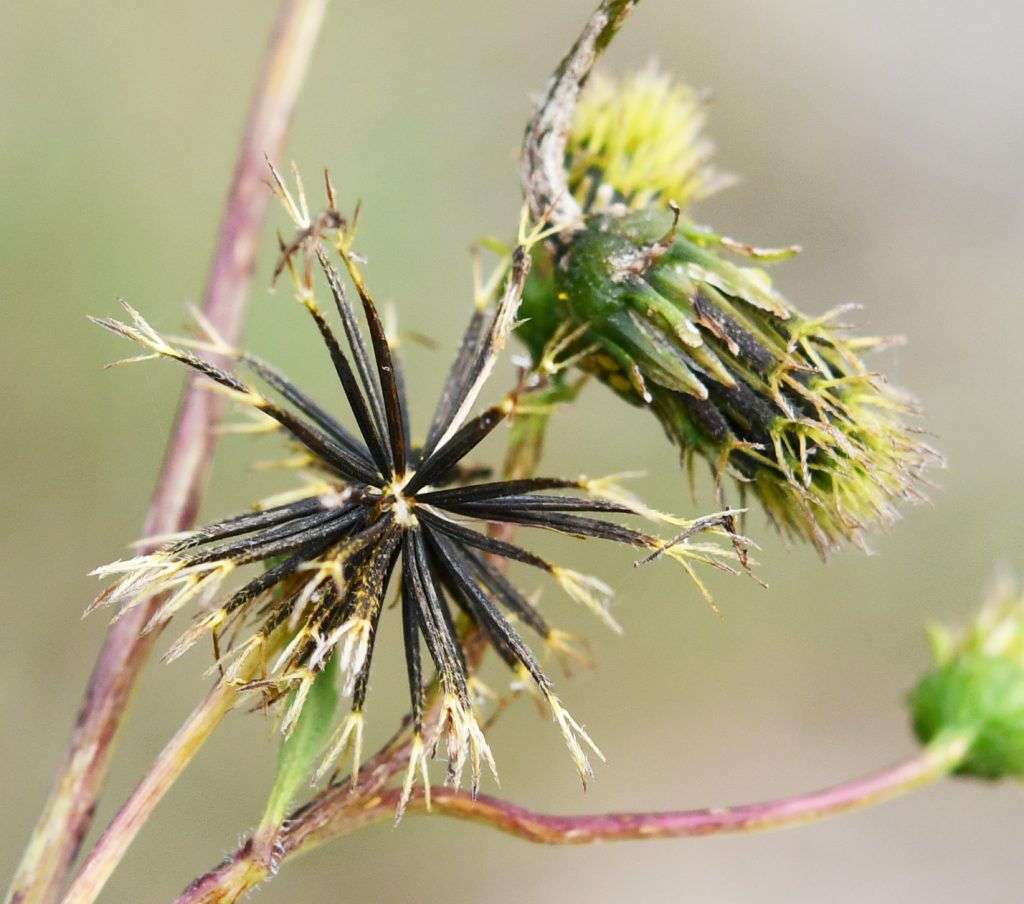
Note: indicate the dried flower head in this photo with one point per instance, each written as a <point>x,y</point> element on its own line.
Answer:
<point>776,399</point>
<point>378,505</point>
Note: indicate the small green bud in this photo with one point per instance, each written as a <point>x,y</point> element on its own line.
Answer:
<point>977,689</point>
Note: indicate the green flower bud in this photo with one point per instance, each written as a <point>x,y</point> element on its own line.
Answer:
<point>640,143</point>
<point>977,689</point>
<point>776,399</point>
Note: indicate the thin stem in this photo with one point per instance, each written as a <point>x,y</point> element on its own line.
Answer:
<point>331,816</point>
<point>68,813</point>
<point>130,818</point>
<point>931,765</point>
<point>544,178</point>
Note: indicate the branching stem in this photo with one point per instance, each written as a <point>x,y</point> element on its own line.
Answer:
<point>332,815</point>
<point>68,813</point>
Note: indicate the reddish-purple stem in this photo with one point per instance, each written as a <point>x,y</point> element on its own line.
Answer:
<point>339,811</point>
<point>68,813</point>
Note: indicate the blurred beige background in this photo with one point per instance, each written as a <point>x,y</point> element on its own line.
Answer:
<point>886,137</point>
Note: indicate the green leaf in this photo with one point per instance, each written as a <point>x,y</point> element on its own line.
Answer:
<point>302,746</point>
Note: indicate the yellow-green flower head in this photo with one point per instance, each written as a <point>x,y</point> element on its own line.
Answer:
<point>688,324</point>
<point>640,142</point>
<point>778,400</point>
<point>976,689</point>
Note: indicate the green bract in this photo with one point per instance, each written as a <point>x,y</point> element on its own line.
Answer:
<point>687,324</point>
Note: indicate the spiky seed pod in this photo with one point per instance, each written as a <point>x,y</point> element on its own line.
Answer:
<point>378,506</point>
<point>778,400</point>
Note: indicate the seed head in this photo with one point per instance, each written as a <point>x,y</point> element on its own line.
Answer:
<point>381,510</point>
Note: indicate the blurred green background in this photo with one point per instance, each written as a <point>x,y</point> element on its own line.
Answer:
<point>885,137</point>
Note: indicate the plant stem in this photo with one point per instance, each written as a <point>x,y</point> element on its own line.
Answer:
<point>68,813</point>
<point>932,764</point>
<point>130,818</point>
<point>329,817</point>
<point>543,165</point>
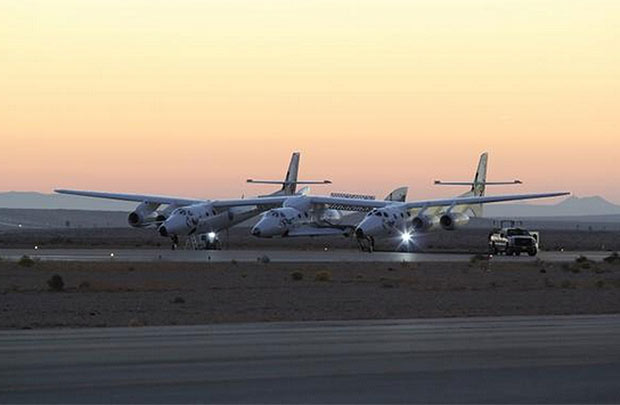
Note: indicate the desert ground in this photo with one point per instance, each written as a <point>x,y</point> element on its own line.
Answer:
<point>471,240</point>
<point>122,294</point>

* **What needs to be done**: Please render all of the material above as a numbered list, one line per item, with blank lines dropped and the pictures left out.

* **Solved exercise**:
1. Note: indicate the dried flower head in this photo with one point per instance, each written as a <point>x,y</point> element on its own line.
2. Answer:
3. <point>776,399</point>
4. <point>378,505</point>
5. Note: indicate the small green bud in this photo with one point per instance, each written as a <point>x,y</point> element on its own line.
6. Answer:
7. <point>977,689</point>
8. Note: indicate the green flower bud in this photo with one point per instance, each written as a <point>x,y</point> element on its own line.
9. Answer:
10. <point>640,143</point>
11. <point>977,689</point>
12. <point>776,399</point>
13. Note: indicate the thin stem in this photo with one point per instance, each written as a <point>x,y</point> element on its own line.
14. Answer:
15. <point>331,816</point>
16. <point>68,813</point>
17. <point>130,818</point>
18. <point>931,765</point>
19. <point>544,178</point>
20. Note: indicate the branching stem in this photo with one point per instance, each written as a <point>x,y</point> element on its own line.
21. Answer:
22. <point>332,815</point>
23. <point>68,813</point>
24. Note: indicate the reddish-purple stem in this photo with one point per instance, each written as a <point>x,y</point> element on its own line.
25. Answer:
26. <point>339,811</point>
27. <point>68,813</point>
28. Note: indicate the blurred beige background in this photo with one point per instance, each written as a <point>x,y</point> element on its own line.
29. Answer:
30. <point>886,137</point>
31. Note: indicate the green leaf in this photo with one point per instance, each written as a <point>x,y</point> element on its own line.
32. Answer:
33. <point>302,746</point>
34. Note: indicate the yellow-green flower head in this photo with one point per instance, each written as a <point>x,y</point> element on its own line.
35. Answer:
36. <point>688,324</point>
37. <point>640,142</point>
38. <point>778,400</point>
39. <point>976,689</point>
40. Note: indicate the green bract in this photo with one point per instance, each written as a <point>x,y</point> element on its own line.
41. Answer:
42. <point>687,324</point>
43. Note: indicate the spiky seed pod in this photo with one point per instance, each written as a <point>x,y</point> element on its own line.
44. Answer:
45. <point>378,506</point>
46. <point>778,400</point>
47. Note: indicate the seed head in this photo with one point per instance, each written as a <point>x,y</point> element on its own line.
48. Answer:
49. <point>381,510</point>
50. Note: indicate the blurred green background in this photo with one point per instance, each written as a <point>x,y</point> element on its own line.
51. Answer:
52. <point>885,137</point>
53. Note: indicate the plant stem in this photo with one point per instance, each written as a <point>x,y</point> element on its own line.
54. Answer:
55. <point>68,813</point>
56. <point>932,764</point>
57. <point>130,818</point>
58. <point>329,817</point>
59. <point>543,165</point>
60. Note: indicate the desert ground in this photo with one point per instance, each written as a <point>x,y</point> element on its own line.
61. Answer:
62. <point>471,240</point>
63. <point>122,294</point>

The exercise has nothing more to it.